(Entries supplied)
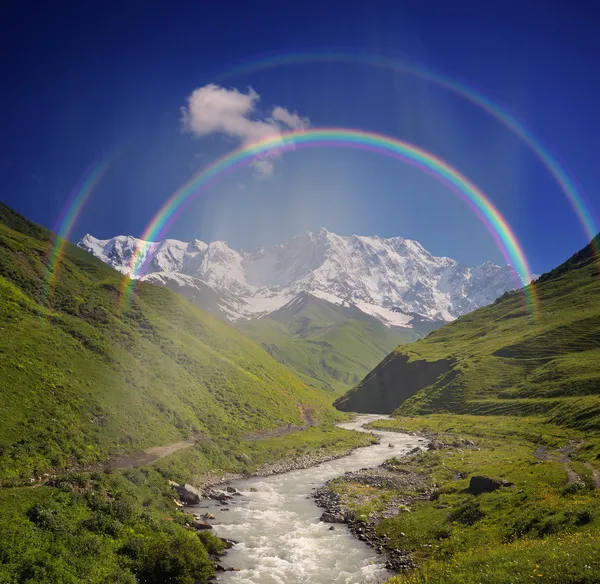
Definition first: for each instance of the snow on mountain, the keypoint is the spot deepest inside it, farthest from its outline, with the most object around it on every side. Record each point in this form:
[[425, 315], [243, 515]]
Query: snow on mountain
[[392, 279]]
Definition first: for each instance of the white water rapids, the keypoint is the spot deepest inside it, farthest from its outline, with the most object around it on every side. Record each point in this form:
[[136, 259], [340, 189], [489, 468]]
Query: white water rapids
[[281, 538]]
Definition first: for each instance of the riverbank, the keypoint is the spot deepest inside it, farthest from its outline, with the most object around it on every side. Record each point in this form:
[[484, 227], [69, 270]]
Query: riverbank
[[276, 521], [495, 500], [116, 524]]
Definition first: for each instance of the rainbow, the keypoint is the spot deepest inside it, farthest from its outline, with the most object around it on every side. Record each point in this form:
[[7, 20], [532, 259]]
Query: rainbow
[[68, 216], [575, 196], [345, 138]]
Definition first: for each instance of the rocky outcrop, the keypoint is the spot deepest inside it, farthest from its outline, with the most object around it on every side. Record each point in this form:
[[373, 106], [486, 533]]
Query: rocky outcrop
[[391, 383], [188, 495], [397, 560], [481, 484]]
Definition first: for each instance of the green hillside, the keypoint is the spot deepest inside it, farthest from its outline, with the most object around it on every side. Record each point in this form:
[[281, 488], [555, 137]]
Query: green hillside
[[501, 360], [328, 346], [81, 382]]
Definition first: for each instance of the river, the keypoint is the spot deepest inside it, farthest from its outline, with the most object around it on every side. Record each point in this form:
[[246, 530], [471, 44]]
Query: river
[[277, 524]]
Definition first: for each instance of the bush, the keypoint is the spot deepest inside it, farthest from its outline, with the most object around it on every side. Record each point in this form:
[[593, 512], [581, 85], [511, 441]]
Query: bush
[[468, 513], [48, 516], [178, 558]]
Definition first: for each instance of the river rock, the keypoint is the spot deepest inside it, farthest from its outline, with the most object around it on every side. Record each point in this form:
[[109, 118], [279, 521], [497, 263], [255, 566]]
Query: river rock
[[481, 484], [328, 517], [189, 495]]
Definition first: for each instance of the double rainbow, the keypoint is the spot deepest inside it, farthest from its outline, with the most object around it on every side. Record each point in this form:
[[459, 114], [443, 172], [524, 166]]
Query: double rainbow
[[68, 216], [575, 196], [345, 138]]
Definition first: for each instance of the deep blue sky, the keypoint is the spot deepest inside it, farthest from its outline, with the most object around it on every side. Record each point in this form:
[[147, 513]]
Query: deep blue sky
[[80, 81]]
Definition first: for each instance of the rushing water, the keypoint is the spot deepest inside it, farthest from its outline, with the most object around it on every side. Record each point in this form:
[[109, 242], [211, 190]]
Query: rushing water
[[281, 538]]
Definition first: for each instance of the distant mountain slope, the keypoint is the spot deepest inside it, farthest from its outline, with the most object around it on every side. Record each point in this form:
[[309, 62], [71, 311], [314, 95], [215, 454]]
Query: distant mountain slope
[[80, 381], [328, 346], [391, 279], [498, 360]]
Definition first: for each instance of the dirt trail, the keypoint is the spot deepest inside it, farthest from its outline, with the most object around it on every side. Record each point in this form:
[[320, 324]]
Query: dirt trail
[[563, 456], [595, 474], [283, 430], [150, 455]]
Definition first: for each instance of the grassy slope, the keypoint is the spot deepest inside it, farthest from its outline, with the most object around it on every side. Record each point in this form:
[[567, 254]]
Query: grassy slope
[[329, 347], [505, 362], [79, 381]]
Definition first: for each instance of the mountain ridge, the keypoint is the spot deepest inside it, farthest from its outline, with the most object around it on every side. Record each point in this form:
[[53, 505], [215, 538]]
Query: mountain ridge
[[395, 280], [499, 360]]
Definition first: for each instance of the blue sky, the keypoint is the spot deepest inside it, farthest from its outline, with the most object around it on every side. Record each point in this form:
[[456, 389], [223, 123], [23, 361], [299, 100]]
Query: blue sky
[[83, 81]]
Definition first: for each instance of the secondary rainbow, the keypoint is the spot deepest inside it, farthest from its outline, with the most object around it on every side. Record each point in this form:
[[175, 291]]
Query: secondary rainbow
[[574, 195], [68, 216], [345, 138]]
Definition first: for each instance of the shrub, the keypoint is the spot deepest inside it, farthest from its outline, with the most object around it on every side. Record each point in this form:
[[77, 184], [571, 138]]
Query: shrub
[[467, 514]]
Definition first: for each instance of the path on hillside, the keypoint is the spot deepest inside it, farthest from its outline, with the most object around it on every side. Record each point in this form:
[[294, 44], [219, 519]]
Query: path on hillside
[[149, 455], [564, 457], [309, 421], [595, 474]]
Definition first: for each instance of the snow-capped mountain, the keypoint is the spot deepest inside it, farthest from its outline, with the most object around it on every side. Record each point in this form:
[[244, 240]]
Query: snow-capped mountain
[[395, 280]]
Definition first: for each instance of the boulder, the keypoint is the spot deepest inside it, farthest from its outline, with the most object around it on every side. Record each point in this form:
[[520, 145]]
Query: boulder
[[481, 484], [189, 495], [328, 517]]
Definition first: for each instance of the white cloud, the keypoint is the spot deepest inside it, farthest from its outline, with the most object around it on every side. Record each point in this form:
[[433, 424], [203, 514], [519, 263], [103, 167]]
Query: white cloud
[[291, 120], [216, 110]]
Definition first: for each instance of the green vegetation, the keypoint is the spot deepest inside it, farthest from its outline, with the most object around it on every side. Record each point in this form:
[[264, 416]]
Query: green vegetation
[[82, 381], [329, 347], [101, 528], [500, 360], [123, 526], [546, 526]]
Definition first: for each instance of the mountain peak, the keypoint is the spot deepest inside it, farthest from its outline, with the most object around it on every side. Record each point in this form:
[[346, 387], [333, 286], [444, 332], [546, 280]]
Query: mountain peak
[[380, 276]]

(Directions) Please reproduce the material from the line containing "Definition first: for each instance of the snow-capped" down to the line containing "[[395, 280]]", switching "snow-capped mountain" to "glacier-covered peak" and keeping everything else unchanged.

(Final result)
Definition first: for each instance of the glacier-covered peak, the keypoint is the spot deepest inside it, farthest from its outline, with the most object around it on every side. Record each point in this form:
[[244, 240]]
Query: glacier-covered peak
[[395, 280]]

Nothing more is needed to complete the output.